[Start of Attachment]

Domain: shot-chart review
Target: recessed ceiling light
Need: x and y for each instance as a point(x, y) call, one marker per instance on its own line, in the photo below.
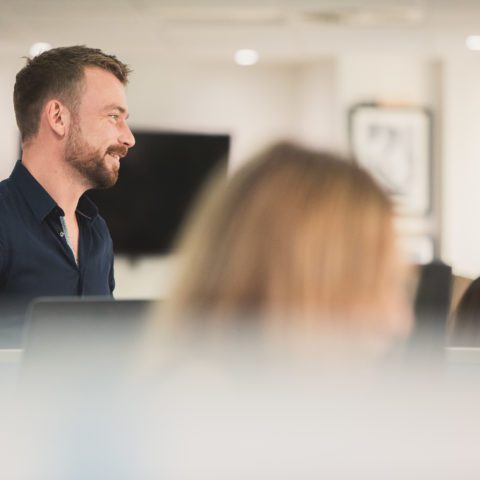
point(246, 57)
point(473, 42)
point(38, 48)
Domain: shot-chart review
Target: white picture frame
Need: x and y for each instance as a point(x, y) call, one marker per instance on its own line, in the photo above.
point(394, 145)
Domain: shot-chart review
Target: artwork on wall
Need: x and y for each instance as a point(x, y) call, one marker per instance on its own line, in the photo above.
point(394, 144)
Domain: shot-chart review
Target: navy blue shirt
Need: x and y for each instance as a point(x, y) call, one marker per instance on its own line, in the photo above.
point(35, 259)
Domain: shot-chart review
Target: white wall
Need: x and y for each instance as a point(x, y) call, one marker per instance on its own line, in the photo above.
point(461, 146)
point(304, 101)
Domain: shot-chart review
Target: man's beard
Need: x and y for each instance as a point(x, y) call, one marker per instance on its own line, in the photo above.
point(90, 162)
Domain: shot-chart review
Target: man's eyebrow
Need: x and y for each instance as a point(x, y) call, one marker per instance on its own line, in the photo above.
point(117, 107)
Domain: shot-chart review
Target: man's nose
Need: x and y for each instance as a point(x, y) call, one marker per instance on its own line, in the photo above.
point(126, 137)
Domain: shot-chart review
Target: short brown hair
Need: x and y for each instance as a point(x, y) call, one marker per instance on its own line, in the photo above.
point(59, 73)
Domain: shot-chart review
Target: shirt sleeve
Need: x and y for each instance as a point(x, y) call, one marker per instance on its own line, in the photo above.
point(3, 263)
point(111, 277)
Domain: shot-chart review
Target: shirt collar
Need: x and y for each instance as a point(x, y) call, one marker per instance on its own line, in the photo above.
point(38, 199)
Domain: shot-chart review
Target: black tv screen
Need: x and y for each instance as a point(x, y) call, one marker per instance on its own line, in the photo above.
point(159, 180)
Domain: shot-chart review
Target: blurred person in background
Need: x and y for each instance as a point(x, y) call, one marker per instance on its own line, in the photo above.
point(299, 245)
point(465, 331)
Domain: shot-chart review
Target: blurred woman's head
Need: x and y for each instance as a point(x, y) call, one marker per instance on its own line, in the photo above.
point(295, 236)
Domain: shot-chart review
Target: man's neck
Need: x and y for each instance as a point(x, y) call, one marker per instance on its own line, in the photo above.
point(56, 177)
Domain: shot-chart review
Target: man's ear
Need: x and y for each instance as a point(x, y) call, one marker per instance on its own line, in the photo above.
point(58, 117)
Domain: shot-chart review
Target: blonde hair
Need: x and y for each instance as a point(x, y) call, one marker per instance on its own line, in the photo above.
point(295, 232)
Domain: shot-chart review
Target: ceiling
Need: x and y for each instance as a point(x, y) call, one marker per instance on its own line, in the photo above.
point(283, 30)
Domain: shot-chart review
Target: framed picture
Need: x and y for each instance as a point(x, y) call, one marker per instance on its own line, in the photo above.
point(394, 145)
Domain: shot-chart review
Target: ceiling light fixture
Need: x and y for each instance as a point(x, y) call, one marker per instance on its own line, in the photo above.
point(246, 57)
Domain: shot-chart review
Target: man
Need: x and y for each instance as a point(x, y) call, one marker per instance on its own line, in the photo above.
point(71, 110)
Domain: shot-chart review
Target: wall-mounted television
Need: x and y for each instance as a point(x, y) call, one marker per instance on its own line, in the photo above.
point(159, 179)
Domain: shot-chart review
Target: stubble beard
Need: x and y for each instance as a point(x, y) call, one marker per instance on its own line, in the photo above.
point(91, 163)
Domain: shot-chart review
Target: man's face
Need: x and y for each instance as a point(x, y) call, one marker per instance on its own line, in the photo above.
point(99, 135)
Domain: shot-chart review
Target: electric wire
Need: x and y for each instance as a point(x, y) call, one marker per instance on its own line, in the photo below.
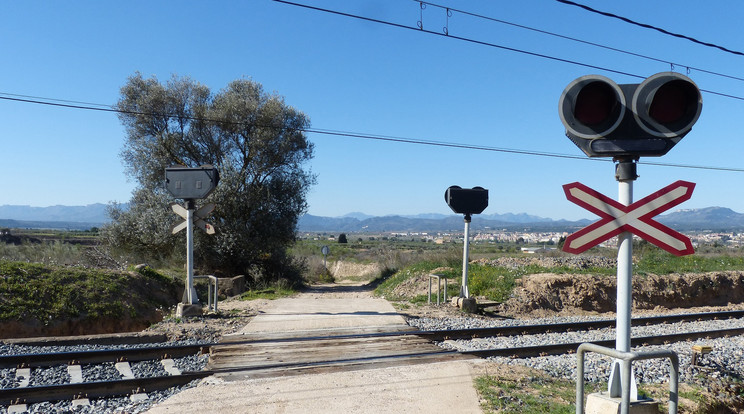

[End of Attachment]

> _YOUR GOAL_: Reproduce the data word for word, excluding its pictures.

> _RESPONSE_:
Domain: shot-chart review
Target: recessed ceiling light
Need: x and y for each instance as a point(x, y) call, one marker per instance on its own line, in the photo below.
point(246, 57)
point(473, 42)
point(38, 48)
Domain: shot-chart review
Target: white picture frame
Need: x and y for each instance as a point(x, y) call, one marker per instance on its own line, in the photo above.
point(394, 145)
Domain: shot-chart review
Target: artwork on wall
Need: x and y for each instance as a point(x, y) call, one marker per instance on its own line, in the photo above.
point(394, 144)
Domain: shot-chart review
Target: navy blue shirt
Need: x and y for each instance as a point(x, y) call, one marker per instance on its own line, in the photo above.
point(35, 259)
Domain: shot-chart review
Target: white wall
Need: x and y for each instance as a point(x, y) call, one marker per instance on its own line, in the photo above.
point(461, 146)
point(304, 101)
Domain: shot-chart review
Target: man's beard
Need: x and y for each instance as a point(x, y) call, one marker per instance on its own line, in the photo above.
point(90, 162)
Domain: shot-chart review
Target: man's eyebrow
Need: x and y for each instance as a point(x, y) call, one marker per instance on its own line, in the photo above.
point(117, 107)
Domain: shot-chart review
Target: man's nose
Need: x and y for each instance as a point(x, y) call, one marker per instance on its own line, in the photo above.
point(126, 137)
Domain: shot-chart review
Target: short brown hair
Need: x and y for each instance as a point(x, y) call, one marker per instance on its own line, in the photo above.
point(59, 73)
Domain: shot-chart review
Target: shirt sleeve
Need: x and y for each instance as a point(x, y) call, one marker per instance on its own line, in the photo above.
point(3, 263)
point(111, 277)
Domain: shot-chart review
Target: shirt collar
Need: x and y for each instance as a point(x, y) call, one marker per instance on its own line, in the photo above.
point(38, 199)
Domain: shot-chart review
Target: black tv screen
Need: x and y for each instance as a point(x, y) call, one marker per instance on its own line, in the photo above.
point(159, 180)
Domain: shot-chart review
Target: blurred person in background
Need: x and y for each instance as a point(x, y) call, one marker per instance on its own line, in the photo above.
point(299, 245)
point(465, 331)
Domain: shot-chart review
Target: blurred woman's head
Need: x and y for each instance as a point(x, y) call, one marker per instance on its own line, in the photo above.
point(295, 236)
Domain: shot-chart review
Target: man's neck
Need: x and y for each instance as a point(x, y) call, one marker per instance on its own line, in the photo above.
point(56, 177)
Domain: shot-chart review
Target: man's ear
Need: x and y for each instance as a point(x, y) call, one marker per instance on its own line, in the photo above.
point(58, 117)
Domain: shot-chart review
Target: blonde hair
Need: x and y for each instance as a point(x, y) call, one marker per instance on its own line, in the photo above.
point(295, 232)
Domain: shot-chart review
Target: ceiling
Need: x and y for each instance as a point(x, y) call, one marker per instance on its own line, in the photo above.
point(283, 30)
Domain: shot-chart review
Target: framed picture
Need: x and y for each instance as a point(x, y) call, one marker per instance on its own line, in the photo above.
point(394, 145)
Domain: shot-chart review
Target: ceiling light fixture
Need: x and y for each instance as a point(x, y) call, one marker per instance on its own line, in the photo above.
point(246, 57)
Domain: shot-chart review
Target: man
Need: x and y for each instance as a point(x, y) call, one marker per instance on its own line, in the photo above.
point(71, 110)
Domain: shot-chart review
Target: wall-mounted television
Need: x and y for each instance as a point(x, y) call, one marker per instance on its own line, in the photo above.
point(159, 179)
Domain: shot-chart review
Target: stubble beard
Need: x and y for each instance as a point(x, y) call, one marker per instance on its own line, in the photo above.
point(91, 163)
Domain: shot-chart review
Target: man's face
Need: x and y for each instance as a point(x, y) call, one marker per instance on its own line, in the photo above.
point(99, 135)
Domain: shot-chart review
Target: electric wire
Need: x and y for each instance as a point(x, y) call, one marker per instance on its own line, in the photo below.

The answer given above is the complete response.